■ **QUOTED TEXT**:
==========
3. Resolving the CEO’s top frustration with how people work together
Performance and customer experience improvement efforts may be obvious areas that could motivate a CEO to take action but an even greater motivator is their own individual frustrations. Drama and rumors can run rampant in organizations that neglect the subject of culture and lack clarity, effective engagement, and ownership. Every culture has strengths and weaknesses and every CEO has frustrations they have experienced with how their team works together. What substantial action is taking place to alleviate or deal with those frustrations?
4. Changing silo behavior
CEO’s view collaboration as the most critical employee characteristic for this new work era but it’s very common for barriers between sub-groups and teams to negatively impact results. It might be traditional barriers between sales and operations, IT or HR functions and the groups they support, or some other barrier across departments, locations, regions, or teams. Teams must have a “culture core” that binds them together and unites them to focus on organizational priorities over sub-group priorities.
5. Reacting to or preventing serious bad behavior and compliance issues
We don’t have to look beyond the world of sports to see many examples with the recent NFL domestic abuse problems, recent firing of the PGA President, the behavior of Florida State’s quarterback capping 40 years of sexual assault problems in college football. It’s not just discrimination, bullying, harassment or other problems in the workplace that are the only concern. These examples show us that bad behavior outside of the workplace reflects just as poorly on organizations. Monitoring employee compliance is the number one issue with managing compliance risks. The greatest defense against bad behavior is not a new policy, rule, or 10 page code of conduct but a clearly reinforced culture where expected behaviors are defined and every member of the team holds each other accountable to the same standard of positive and constructive behavior.
Teams must have a “culture core” that binds them together and unites them to focus on organizational priorities over sub-group priorities.
6. Dramatically increasing the likelihood a strategy or major change effort (M&A, new products / services, new technology, etc.) will be successful
Workplace culture impacts the effectiveness of every major strategy and plan. Why on earth would any CEO want their strategy to be undermined by failing to fully understand and leverage cultural strengths or allowing a major cultural weakness to continue unchecked? Unfortunately it’s all too common as 56% of strategic initiatives fail to deliver their intended results and business intent and only one in four will be successful in the long run. It’s especially critical to consider culture if there is a major strategic action or change effort like an acquisition, entering a new market, launching a new type of product or service, or rolling out new technology.
==========
■ **RECORD LIST**:
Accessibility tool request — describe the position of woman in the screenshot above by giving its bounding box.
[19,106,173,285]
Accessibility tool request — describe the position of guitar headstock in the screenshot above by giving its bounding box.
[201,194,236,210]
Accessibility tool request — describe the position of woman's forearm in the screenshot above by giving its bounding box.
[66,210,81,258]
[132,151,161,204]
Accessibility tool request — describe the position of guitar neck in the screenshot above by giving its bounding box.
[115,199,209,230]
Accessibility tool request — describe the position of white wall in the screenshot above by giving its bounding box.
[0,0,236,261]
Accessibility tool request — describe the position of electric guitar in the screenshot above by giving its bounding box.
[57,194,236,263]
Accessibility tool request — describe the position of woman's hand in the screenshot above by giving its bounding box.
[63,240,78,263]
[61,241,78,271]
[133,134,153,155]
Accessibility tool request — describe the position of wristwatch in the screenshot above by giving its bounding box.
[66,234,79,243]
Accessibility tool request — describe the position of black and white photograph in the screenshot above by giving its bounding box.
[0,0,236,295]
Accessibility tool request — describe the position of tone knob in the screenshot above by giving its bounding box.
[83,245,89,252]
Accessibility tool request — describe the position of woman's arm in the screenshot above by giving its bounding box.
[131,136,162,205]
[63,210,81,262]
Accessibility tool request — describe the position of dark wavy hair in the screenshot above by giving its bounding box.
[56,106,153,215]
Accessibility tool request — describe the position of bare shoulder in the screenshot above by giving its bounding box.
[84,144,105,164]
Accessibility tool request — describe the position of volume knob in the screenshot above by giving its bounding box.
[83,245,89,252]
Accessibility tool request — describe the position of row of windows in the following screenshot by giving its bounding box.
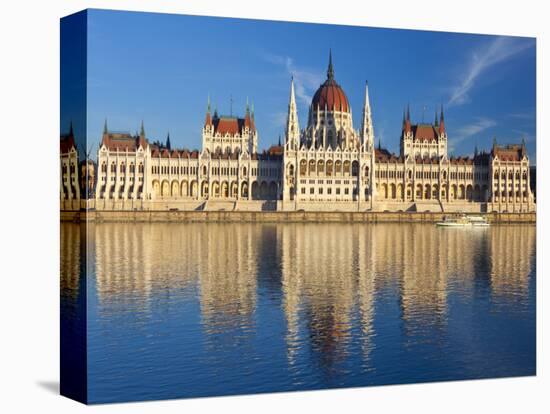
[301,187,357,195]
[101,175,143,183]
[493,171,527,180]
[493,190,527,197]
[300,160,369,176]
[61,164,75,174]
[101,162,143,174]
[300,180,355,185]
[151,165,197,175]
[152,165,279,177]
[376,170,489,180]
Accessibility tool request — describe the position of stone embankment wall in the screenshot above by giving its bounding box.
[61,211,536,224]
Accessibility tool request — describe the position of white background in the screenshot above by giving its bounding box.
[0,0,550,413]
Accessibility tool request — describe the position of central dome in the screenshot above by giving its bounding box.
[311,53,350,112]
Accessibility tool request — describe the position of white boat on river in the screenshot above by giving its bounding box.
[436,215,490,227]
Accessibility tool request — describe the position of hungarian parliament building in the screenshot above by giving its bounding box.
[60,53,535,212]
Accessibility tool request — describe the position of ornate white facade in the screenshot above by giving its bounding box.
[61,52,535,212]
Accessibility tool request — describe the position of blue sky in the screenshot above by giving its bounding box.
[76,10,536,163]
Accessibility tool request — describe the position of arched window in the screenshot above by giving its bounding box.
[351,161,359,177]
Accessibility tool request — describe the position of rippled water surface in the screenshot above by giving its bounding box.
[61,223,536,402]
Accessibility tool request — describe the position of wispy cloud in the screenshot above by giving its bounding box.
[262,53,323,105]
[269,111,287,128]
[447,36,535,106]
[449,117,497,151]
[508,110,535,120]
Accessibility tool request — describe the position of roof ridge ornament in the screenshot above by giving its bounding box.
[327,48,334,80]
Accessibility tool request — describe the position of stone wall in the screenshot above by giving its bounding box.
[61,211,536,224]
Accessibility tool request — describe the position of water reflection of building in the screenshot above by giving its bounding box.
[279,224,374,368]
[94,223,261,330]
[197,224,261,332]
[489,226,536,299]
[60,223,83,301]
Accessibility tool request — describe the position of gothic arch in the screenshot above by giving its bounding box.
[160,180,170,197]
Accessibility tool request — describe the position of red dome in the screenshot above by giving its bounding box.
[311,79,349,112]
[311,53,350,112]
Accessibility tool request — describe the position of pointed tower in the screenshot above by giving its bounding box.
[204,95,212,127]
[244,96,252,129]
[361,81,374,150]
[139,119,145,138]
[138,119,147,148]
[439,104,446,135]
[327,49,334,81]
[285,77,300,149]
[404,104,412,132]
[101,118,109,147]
==========
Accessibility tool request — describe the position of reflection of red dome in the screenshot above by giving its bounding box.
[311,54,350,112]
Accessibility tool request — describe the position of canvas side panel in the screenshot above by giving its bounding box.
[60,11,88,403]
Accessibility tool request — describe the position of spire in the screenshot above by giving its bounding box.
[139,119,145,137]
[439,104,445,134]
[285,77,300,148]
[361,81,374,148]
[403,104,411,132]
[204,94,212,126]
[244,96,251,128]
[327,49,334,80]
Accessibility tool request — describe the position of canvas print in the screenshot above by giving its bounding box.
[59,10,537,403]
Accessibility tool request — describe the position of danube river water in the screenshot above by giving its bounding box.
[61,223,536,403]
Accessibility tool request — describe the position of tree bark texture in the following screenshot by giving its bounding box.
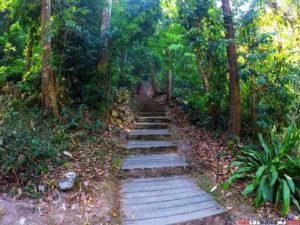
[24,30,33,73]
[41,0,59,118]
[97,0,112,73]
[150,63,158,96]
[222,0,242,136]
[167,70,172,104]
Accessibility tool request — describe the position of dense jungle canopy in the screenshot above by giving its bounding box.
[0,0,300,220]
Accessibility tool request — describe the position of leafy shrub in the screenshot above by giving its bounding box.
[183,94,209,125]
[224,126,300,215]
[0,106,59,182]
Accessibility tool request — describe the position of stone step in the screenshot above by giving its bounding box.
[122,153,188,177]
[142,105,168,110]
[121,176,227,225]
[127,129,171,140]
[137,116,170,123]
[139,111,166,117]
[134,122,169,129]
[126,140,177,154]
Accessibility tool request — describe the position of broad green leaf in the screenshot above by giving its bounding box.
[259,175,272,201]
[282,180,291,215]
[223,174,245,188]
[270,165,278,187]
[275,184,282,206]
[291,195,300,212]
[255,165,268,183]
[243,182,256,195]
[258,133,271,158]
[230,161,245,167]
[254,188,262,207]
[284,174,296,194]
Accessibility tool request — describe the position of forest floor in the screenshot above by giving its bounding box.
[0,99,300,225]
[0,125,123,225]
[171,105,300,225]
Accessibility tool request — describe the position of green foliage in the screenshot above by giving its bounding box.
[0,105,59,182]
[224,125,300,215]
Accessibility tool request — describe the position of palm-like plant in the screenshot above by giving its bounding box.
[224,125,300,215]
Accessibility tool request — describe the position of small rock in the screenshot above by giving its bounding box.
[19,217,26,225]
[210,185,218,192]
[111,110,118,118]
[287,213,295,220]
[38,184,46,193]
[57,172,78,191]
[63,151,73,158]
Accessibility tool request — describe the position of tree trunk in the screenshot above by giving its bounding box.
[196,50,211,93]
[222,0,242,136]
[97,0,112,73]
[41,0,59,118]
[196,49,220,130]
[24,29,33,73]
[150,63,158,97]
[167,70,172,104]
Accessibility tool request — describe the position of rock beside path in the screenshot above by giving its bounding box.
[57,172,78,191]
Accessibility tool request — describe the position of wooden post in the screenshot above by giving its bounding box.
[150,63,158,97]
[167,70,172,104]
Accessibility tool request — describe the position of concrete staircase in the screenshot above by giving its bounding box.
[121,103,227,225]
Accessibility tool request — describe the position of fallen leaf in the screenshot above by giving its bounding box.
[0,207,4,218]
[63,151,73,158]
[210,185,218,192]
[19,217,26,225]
==========
■ **TASK GOAL**:
Extend the article on why CEOs should focus on workplace culture, starting after its final sentence.

■ **SOLVED EXERCISE**:
7. Improving how talent is attracted, hired, and retained
54% of companies reported that talent shortages are impacting their ability to serve clients to a high or medium degree. 89% of employee success is due to cultural fit areas and not skills. Workplace culture is your employment brand. Best Place to Work, Great Place to Work, and other award winning companies have the distinct advantage of being able to market their outstanding culture. Others, in this age of social media and technology, see their true culture exposed on Glassdoor, in rants on social media, and other sources as they struggle to attract and retain the talent they need.
The greatest defense against bad behavior is not a new policy, rule, or 10 page code of conduct but a clearly reinforced culture where expected behaviors are defined and every member of the team holds each other accountable to the same standard of positive and constructive behavior.
8. Reacting to negative employee feedback
Negative feedback from a formal engagement, climate, satisfaction, or workplace culture survey and other types of informal feedback may motivate a CEO to get serious about culture. It’s far easier and effective to address the roots of engagement than to play wack-a-mole by trying to react to the latest employee concerns.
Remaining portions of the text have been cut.